**Exercise text:**
The media and public responses were blistering. Lumumba speaking from Los Angeles indicated that Maguire’s tone deaf comments and the club’s actions underscored the fact that they simply didn’t get it; they had no idea what systemic racism meant, still less any idea as to how to break its malign grip. Public relations seminars will in future draw on Eddie’s inept performance as a case study in what not to do. On that point, how anyone could use the term ‘proud’ a week or two after the rampage of the Proud Boys in the US Congress defies understanding.
Predictably, a few days later a still bemused but genuinely upset Maguire publicly apologised and resigned his presidency, leaving the board with no obvious way forward. Eddie managed to say ‘sorry’, but it is not clear about what, since he still seems not to have grasped why he has been forced out. His personal history is littered with public gaffes which he has always apologised for and moved on. He is, after all, Eddie everywhere, the working class lad made good, the most agreeable and good bloke at the party. Yes, he has made sexist, homophobic and racist comments, but really that’s just a bit of larricanising around. There’s no harm meant. And that is why he can never accept responsibility for the actual harm he has unintentionally caused. He simply can’t as an affluent white male see it. Collingwood’s colours are black and white, but the world is monocoloured for the Maguires of this world.

**Aim of the task:**
Decide whether each statement agrees with the Maguire passage, answering yes or no and quoting the words of the passage that settle it. 1. Maguire apologized in public and gave up his presidency. 2. Lumumba made his remarks while in Melbourne. 3. After Maguire left, the board had a clear path ahead.

**Data for analysis:**
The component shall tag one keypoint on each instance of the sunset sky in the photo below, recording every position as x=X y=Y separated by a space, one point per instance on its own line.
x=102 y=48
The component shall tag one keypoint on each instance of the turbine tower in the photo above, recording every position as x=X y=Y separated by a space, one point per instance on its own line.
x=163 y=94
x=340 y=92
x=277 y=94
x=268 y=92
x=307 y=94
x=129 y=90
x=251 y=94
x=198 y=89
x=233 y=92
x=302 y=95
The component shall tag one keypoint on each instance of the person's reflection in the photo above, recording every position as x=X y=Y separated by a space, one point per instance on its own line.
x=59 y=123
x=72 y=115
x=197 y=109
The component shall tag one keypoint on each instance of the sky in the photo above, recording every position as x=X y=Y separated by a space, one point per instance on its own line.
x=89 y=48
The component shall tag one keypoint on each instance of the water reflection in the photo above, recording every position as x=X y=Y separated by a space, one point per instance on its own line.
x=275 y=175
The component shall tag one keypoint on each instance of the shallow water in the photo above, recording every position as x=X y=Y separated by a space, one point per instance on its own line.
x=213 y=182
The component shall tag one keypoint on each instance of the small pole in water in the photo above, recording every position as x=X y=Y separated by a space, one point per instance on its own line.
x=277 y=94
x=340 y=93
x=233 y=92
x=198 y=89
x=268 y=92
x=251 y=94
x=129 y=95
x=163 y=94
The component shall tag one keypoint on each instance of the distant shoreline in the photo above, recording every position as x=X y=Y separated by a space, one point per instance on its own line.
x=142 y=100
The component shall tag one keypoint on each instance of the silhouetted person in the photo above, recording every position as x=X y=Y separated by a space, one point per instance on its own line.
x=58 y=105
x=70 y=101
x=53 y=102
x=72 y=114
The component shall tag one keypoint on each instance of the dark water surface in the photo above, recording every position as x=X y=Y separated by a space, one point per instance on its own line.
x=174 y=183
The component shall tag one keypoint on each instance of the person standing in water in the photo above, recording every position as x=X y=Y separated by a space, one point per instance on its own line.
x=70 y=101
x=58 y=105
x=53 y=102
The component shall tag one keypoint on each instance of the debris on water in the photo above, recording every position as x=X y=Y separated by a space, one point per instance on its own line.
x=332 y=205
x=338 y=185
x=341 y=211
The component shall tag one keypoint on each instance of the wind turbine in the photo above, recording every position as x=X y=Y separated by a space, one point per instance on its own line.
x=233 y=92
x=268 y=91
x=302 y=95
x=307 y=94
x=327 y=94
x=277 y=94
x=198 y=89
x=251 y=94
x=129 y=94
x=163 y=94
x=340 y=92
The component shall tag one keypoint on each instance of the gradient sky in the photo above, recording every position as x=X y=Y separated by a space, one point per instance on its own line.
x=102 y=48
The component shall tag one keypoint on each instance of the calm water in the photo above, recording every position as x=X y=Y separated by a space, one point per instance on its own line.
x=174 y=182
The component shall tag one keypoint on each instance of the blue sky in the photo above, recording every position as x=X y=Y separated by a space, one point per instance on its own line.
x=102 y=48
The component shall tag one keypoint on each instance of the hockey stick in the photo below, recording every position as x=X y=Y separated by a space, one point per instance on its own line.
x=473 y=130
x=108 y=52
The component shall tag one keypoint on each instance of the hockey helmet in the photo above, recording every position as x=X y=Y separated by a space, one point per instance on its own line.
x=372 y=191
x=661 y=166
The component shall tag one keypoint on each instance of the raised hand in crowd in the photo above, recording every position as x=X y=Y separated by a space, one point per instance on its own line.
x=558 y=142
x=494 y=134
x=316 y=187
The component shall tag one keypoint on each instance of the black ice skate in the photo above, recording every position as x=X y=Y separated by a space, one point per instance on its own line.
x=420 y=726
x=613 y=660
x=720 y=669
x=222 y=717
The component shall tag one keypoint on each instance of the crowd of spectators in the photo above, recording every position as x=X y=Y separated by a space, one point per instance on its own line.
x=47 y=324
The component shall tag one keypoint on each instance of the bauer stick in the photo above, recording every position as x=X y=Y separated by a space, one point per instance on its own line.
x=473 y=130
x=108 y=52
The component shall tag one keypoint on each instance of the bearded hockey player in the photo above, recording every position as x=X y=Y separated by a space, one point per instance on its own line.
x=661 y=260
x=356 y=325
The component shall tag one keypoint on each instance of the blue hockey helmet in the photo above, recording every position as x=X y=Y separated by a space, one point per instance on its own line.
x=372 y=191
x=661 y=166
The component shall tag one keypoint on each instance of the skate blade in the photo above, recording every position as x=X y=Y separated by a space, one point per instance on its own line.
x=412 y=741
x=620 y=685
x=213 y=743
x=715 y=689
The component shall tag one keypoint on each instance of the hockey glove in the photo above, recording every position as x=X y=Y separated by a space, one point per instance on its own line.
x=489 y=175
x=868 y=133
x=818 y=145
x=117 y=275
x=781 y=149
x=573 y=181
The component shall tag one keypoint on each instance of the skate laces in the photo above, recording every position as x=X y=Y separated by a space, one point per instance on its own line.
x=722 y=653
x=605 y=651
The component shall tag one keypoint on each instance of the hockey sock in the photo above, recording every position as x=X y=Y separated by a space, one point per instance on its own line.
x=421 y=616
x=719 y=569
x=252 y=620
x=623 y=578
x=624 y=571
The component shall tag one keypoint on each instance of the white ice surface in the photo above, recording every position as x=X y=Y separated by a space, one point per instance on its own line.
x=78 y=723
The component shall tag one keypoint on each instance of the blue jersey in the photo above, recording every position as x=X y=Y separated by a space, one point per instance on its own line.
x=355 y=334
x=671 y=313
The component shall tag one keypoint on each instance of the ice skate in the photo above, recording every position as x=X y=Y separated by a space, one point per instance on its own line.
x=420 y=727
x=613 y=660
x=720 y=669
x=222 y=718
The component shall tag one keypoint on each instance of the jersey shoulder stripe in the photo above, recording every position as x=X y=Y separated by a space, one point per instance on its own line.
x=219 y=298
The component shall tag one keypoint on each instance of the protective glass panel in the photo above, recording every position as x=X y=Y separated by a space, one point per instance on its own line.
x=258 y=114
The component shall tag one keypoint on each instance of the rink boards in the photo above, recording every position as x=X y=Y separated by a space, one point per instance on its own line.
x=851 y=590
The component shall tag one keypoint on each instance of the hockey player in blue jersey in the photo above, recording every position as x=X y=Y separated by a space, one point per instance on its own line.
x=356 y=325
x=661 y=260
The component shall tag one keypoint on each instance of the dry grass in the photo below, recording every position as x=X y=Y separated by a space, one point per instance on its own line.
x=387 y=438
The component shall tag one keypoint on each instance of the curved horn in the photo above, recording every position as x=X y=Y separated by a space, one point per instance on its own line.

**Solution for this problem:**
1. Yes: "publicly apologised and resigned his presidency"
2. No: "Lumumba speaking from Los Angeles"
3. No: "leaving the board with no obvious way forward"